OBJECTIVE 1 → Tally the lines in the listing below that contain "forest", with case counting, and reply with the number alone.

SELECTED TEXT →
We suggest that you always consult with your Rabbi for personal guidance and to answer your questions related to Jewish funeral and mourning traditions. If you do not have access to a personal Rabbi, please feel free to contact Kehila Chapels. We will refer you to a Rabbi sensitive to your family’s special needs and who will try to answer your questions and advise you.

Upon Unfortunately Receiving News of a Death

Traditionally, upon receiving the news of a loved one’s demise the following blessing is recited: Baruch Dayan Ha-Emes (Blessed are you, Lord, the true righteous judge).

The Funeral

A funeral service can be held at the cemetery close to the gravesite or in a funeral chapel, synagogue, temple, or community room. After the completion of the service at the chapel or another facility, the mourners and their vehicular entourage follow the hearse in a procession to the cemetery for the burial.

It is common that several people give a Hesped (eulogy) at the place of the funeral service, as well as prior to burial at the gravesite. Traditionally, on certain days of the year, such as on Chol HaMo’ed (“intermediate days” of Jewish holidays), eulogies are avoided.

K’riah

The mourners traditionally tear K’riah (rendering), on a garment. The tear should be on the left side for a parent (which is over the heart and clearly visible), and on the right side for brothers, sisters, children, and spouses (and does not need to be visible). In recent times, should a mourner choose to not tear their garment, a black ribbon is attached to their clothing in the appropriate location (as mentioned earlier), hence becoming a part of their garment, and which is torn instead. Traditionally, the blessing: Baruch Dayan Ha-Emes (Blessed are you, Lord, the true righteous judge) is recited by the mourner prior to the tearing.

The Burial

Jewish tradition dictates that the Kevura (burial) take place as soon as possible after death. Typically, when the funeral service has ended at the cemetery, the mourners and their extended family and friends come forward to fill the grave. Symbolically, one reason offered is that it gives the mourners their first sense of closure as they watch the grave being filled.

Also, while this occurs, some have the custom to add a handful of earth from Israel. Once the grave is minimally filled, to cover the casket, or completely filled, to mound the grave, the Kel Maleh Rachamim (the Memorial Prayer) is said. This is followed by the mourners' Kaddish. Immediately afterward, the mourners walk between two rows of attending friends and extended family directly back to their vehicles.

Dataset rows showing where objects appear:

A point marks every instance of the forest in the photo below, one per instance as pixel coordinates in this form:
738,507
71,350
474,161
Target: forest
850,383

==

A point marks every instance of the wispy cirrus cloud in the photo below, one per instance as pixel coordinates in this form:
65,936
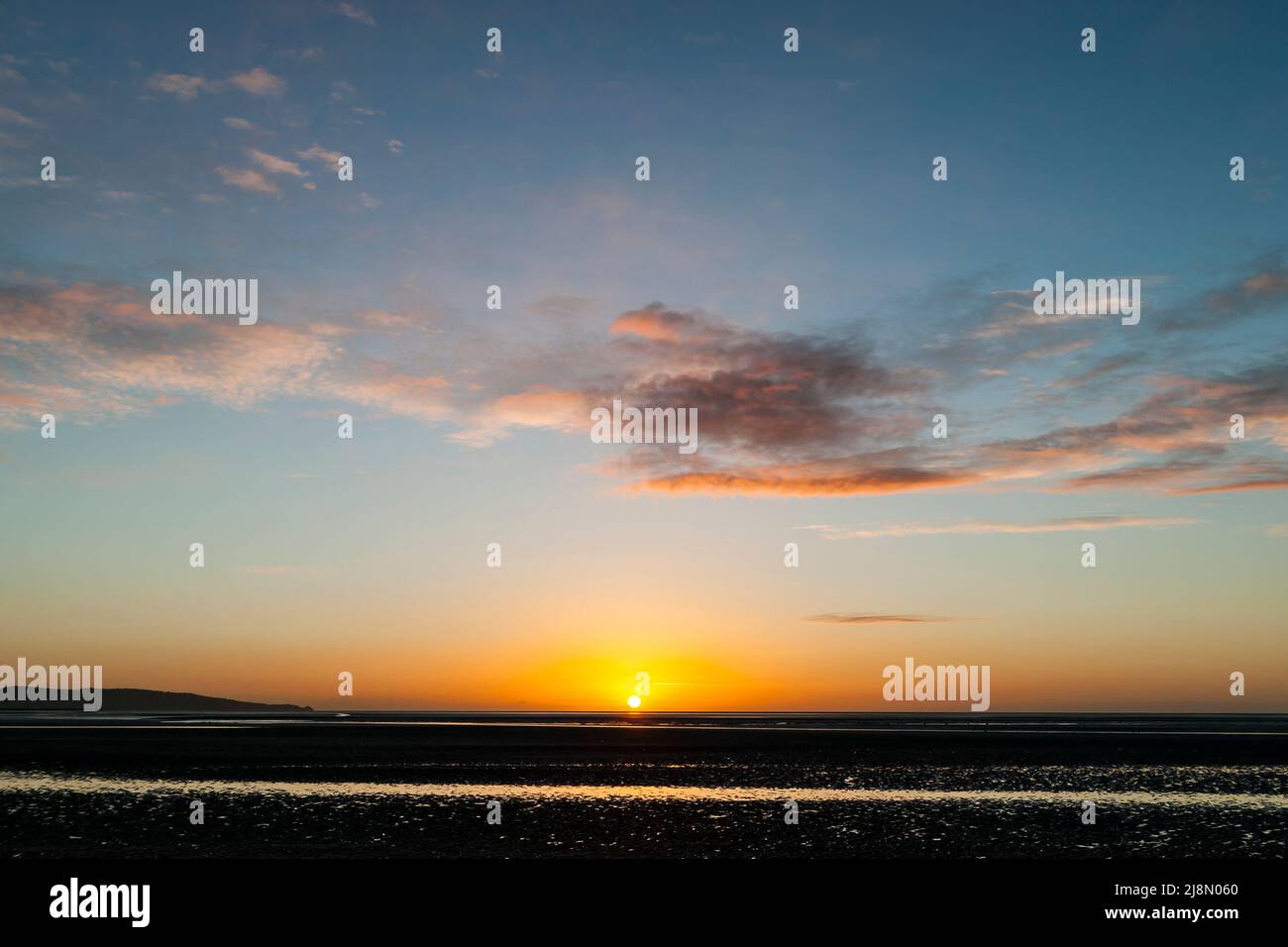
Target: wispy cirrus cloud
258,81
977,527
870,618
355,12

OBJECTIVE 2 → In the text on Jewish funeral and mourning traditions above, on which side is the K'riah tear made for a parent?

ANSWER 1 → 2

ANSWER 2 → The left side.